___ Records provided

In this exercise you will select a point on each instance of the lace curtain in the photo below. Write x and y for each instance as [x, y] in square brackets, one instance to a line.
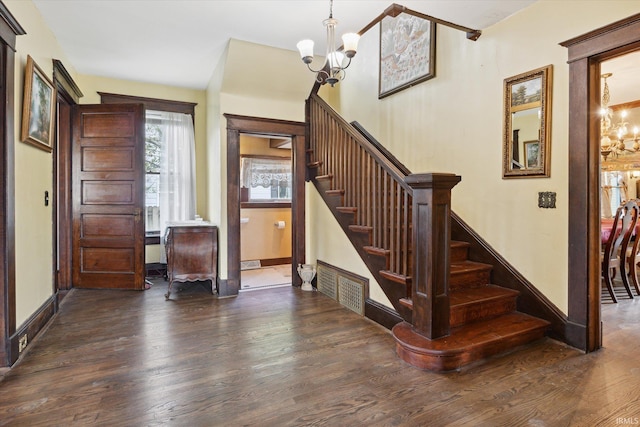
[264, 172]
[177, 189]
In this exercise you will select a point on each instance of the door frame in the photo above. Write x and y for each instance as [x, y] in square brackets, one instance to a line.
[585, 53]
[67, 95]
[262, 126]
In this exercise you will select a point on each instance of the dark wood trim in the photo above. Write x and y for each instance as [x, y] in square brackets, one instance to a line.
[32, 327]
[155, 269]
[152, 238]
[626, 106]
[9, 29]
[262, 126]
[531, 300]
[149, 103]
[275, 261]
[603, 39]
[585, 53]
[381, 314]
[265, 205]
[259, 156]
[62, 78]
[67, 95]
[396, 9]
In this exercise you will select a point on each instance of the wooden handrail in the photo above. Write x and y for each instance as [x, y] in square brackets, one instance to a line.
[395, 10]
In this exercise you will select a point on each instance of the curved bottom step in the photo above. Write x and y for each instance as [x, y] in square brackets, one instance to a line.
[468, 343]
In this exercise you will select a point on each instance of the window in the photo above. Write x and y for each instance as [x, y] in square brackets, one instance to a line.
[169, 167]
[266, 179]
[153, 136]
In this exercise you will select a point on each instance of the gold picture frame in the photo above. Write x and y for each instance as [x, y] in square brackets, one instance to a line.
[407, 53]
[526, 144]
[38, 108]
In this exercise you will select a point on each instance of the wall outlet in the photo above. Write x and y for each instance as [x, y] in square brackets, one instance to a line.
[547, 199]
[22, 343]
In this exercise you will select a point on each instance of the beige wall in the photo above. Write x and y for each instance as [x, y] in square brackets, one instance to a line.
[34, 172]
[453, 123]
[276, 89]
[260, 238]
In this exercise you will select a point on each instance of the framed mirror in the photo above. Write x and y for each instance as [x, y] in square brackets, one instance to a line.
[527, 124]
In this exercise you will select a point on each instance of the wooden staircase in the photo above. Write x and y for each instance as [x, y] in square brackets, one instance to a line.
[483, 319]
[459, 319]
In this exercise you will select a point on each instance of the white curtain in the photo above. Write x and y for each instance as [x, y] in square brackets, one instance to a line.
[177, 170]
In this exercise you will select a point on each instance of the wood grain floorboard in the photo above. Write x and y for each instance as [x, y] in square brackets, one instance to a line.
[284, 357]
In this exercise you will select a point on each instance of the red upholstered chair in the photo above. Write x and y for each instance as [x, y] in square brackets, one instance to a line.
[614, 256]
[633, 256]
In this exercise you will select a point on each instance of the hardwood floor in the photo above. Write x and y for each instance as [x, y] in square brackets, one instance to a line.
[283, 357]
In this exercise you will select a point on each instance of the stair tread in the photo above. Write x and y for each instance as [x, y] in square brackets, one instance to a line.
[465, 296]
[458, 298]
[478, 334]
[464, 266]
[458, 243]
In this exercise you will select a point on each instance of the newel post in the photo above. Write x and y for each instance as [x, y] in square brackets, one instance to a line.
[431, 241]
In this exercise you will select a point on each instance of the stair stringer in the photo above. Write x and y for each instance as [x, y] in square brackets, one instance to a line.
[375, 263]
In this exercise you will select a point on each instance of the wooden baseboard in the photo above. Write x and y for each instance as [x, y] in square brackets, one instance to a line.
[275, 261]
[31, 328]
[155, 269]
[381, 314]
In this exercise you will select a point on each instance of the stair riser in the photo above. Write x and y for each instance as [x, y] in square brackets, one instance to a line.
[443, 363]
[459, 253]
[469, 279]
[469, 313]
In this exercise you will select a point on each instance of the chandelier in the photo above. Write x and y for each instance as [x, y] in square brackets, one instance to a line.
[614, 136]
[333, 70]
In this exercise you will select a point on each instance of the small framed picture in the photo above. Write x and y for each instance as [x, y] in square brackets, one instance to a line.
[38, 107]
[532, 154]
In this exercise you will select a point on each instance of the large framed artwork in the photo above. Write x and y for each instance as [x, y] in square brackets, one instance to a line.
[407, 52]
[37, 108]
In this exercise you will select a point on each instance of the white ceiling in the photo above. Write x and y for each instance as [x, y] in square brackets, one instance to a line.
[179, 42]
[624, 85]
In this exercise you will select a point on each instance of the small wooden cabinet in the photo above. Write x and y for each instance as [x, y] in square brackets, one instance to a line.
[192, 254]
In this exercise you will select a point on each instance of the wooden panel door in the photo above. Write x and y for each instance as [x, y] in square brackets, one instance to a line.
[108, 196]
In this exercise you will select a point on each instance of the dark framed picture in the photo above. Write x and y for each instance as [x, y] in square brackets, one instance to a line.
[38, 107]
[407, 52]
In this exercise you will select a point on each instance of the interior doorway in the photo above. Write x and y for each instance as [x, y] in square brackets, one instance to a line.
[585, 54]
[265, 211]
[270, 128]
[620, 154]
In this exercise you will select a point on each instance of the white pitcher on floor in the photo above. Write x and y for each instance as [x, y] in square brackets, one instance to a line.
[306, 272]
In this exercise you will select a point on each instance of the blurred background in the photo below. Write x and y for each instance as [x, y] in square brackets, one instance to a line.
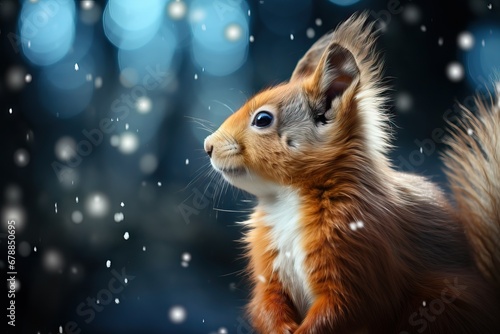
[104, 105]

______

(What is being asked): Transcribe the full listing above exactly as it stands, minus the pictures.

(Answer to the exercise):
In this exercise you will select a point on each instance of the lace curtain in the photo below. Write x and y for each instance as [x, y] in square brackets, one instance to a line.
[264, 172]
[177, 189]
In this exercise you will select a point on each instance of the door frame in the photo above. Write x and y for each instance as [x, y] in square brackets, one instance to a line.
[585, 53]
[67, 95]
[262, 126]
In this exercise you will select a point on each instance of the dark wood trim in the photo above. Write x and y for each instance as [x, y] in square brackets, one instance to a line.
[32, 327]
[155, 269]
[152, 238]
[626, 106]
[9, 29]
[262, 126]
[531, 300]
[149, 103]
[275, 261]
[603, 39]
[585, 53]
[381, 314]
[265, 205]
[259, 156]
[62, 78]
[67, 95]
[396, 9]
In this exercise you will select a point on each instance of the wooden handrail in the photo above. Write x and y for each instance as [x, y] in square brackets, one instance to a line.
[395, 10]
In this exercise you will select a point on each instance of the curved bottom step in the photo above. Write x and y for each instance as [x, y] in square brackets, one instance to a line.
[468, 343]
In this exercise you will select a point on each instance of the window in the photo above. Write x and y for each instance as [x, y] in square brackets, one instance to a line.
[169, 167]
[266, 179]
[153, 136]
In this exercise you will select a point on each instance of the gold picture frame in the photo above. Write x and y for each instance as [x, y] in square brackets, one instance to a line.
[407, 53]
[526, 144]
[38, 108]
In this exercise you will select a point on each instance of the wall outlet in the photo above. Write x and y for each instance as [x, y] in square brackets, one instance to a line.
[547, 199]
[22, 343]
In this exercise you will select a point on each instance of the beige wall in the photo above. Write x and y for each instance as [x, y] in square brackets, one instance to a line.
[34, 172]
[453, 123]
[276, 89]
[260, 238]
In this exercise you will select a point on each instance of the framed mirror in the photo above. Write x and y for each instance as [x, y] in square brackets, one instance to a line.
[527, 124]
In this exercise you will select a point on each instance of the wooden staircase in the photo above. Write x and y for each instance as [x, y] in square brackets, one instance to a line.
[483, 319]
[459, 319]
In this exercise you will select a point on each instance of the white curtain in the photo above. Write x and y for each instance as [x, y] in square brackets, one instance to a line.
[177, 170]
In this exercise you will select a point on each instance of the wood grain floorboard in the photo above. Write x and y for each instance as [x, y] in square brackets, one instance to a line.
[284, 357]
In this exercise you will select a point on each instance of the red upholstered chair in the photo above. Write x and y for each instance as [x, y] in square brackets, one instance to a line.
[614, 256]
[633, 256]
In this exercise you will select a point on each instance of the hardwood floor in the photo above. Write x and y for each instance as [x, y] in square brackets, one instance to a line.
[283, 357]
In this exercise you will select a point on each instance of the stair tread in the photo above. Write x and y for each instance as [x, y] in square brackets, one instance to a line.
[465, 296]
[458, 298]
[478, 334]
[464, 266]
[458, 243]
In this exercise you will select a point on each instance of the newel post in the photo above. Write x and y for each instance as [x, y] in square brackets, one instance to a line.
[431, 241]
In this exercise you will select a point on each instance of the stair stringer in the photo above. Write x and y for each instance as [x, y] in square brackets, one instance to a line.
[375, 263]
In this exercise you will select a point on each instance of the wooden baseboard in the photo above. Write x and y for each instance as [x, y] in square brackets, one instance to a line.
[275, 261]
[31, 328]
[155, 269]
[381, 314]
In this exercise you will select a point on each instance of the stair riser in the photo above. Write x and y for each instance as [x, y] in square brackets, one instance to a line.
[443, 363]
[459, 253]
[469, 279]
[469, 313]
In this exercise you will select a point on each instance of the chandelier in the photo above. Write x and y for each instance as [x, y] in square brackets, one instance to a line.
[614, 136]
[333, 70]
In this exercise you will select a point on each instance of the small framed picture in the photo above. Write x and y for each instance as [x, y] in square brackets, one instance to a line.
[38, 107]
[532, 154]
In this exercise you will select a point on each instance of the large framed artwork in the photo above. Write x and y for each instance as [x, y] in square brackets, one instance to a line.
[407, 52]
[37, 108]
In this exercise you will select a point on each instance of the white ceiling in the photo above. Write x and y for each instance as [x, y] in square brackets, one instance to a line.
[179, 42]
[624, 85]
In this exercise you will select a point on each instance of the small wooden cabinet in the photo above. Write x and y for each instance as [x, y] in square brackets, one instance to a line.
[192, 254]
In this exercise you will select a point on each instance of the wooden panel door in the photo above. Write x and y for each instance as [x, y] in square brackets, one instance to a line.
[108, 196]
In this exercise you will select a point on each instance of the dark framed picture in the photo above. Write x and y for each instance as [x, y] in square brackets, one instance to a line.
[38, 107]
[407, 52]
In this exercise you will select a point on each instance of the interior doorway in the photo above. Write x and y for each instance as [x, y] in square brackets, one instance to a line.
[585, 54]
[265, 211]
[270, 128]
[620, 154]
In this exercise you will select a point on each instance of the white pitcher on floor in the photo above. Write x and y for each instance as [x, y] in square brackets, one instance to a line.
[306, 272]
In this exercise you will select a point on each instance of the blurred background in the photo below. Write x and y for each instance as [x, y] in square brackets, one instance to a line.
[104, 105]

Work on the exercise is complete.